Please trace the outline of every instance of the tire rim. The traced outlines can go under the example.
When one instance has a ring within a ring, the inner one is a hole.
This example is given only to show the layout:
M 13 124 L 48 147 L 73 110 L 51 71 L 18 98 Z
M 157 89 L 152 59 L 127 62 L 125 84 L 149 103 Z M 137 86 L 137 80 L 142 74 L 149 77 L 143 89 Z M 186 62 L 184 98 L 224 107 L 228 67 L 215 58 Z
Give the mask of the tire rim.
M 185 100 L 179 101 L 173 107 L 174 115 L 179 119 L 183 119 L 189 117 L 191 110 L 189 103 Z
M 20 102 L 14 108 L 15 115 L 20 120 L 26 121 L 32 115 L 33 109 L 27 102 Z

What the task requires:
The full set of records should be duplicated exactly.

Response:
Please trace the outline of every instance of the tire rim. The traced outlines can go under the example.
When one instance has a ring within a ring, the inner one is a hole.
This example is given only to show the layout:
M 13 124 L 48 147 L 73 110 L 51 71 L 18 98 Z
M 157 89 L 152 59 L 127 62 L 125 84 L 149 103 Z M 137 86 L 137 80 L 142 74 L 149 77 L 143 89 Z M 186 62 L 184 98 L 224 107 L 228 67 L 215 58 Z
Give the mask of the tire rim.
M 185 100 L 179 101 L 173 107 L 174 115 L 179 119 L 183 119 L 189 117 L 191 110 L 189 103 Z
M 20 102 L 14 108 L 15 115 L 20 120 L 26 121 L 32 115 L 33 109 L 27 102 Z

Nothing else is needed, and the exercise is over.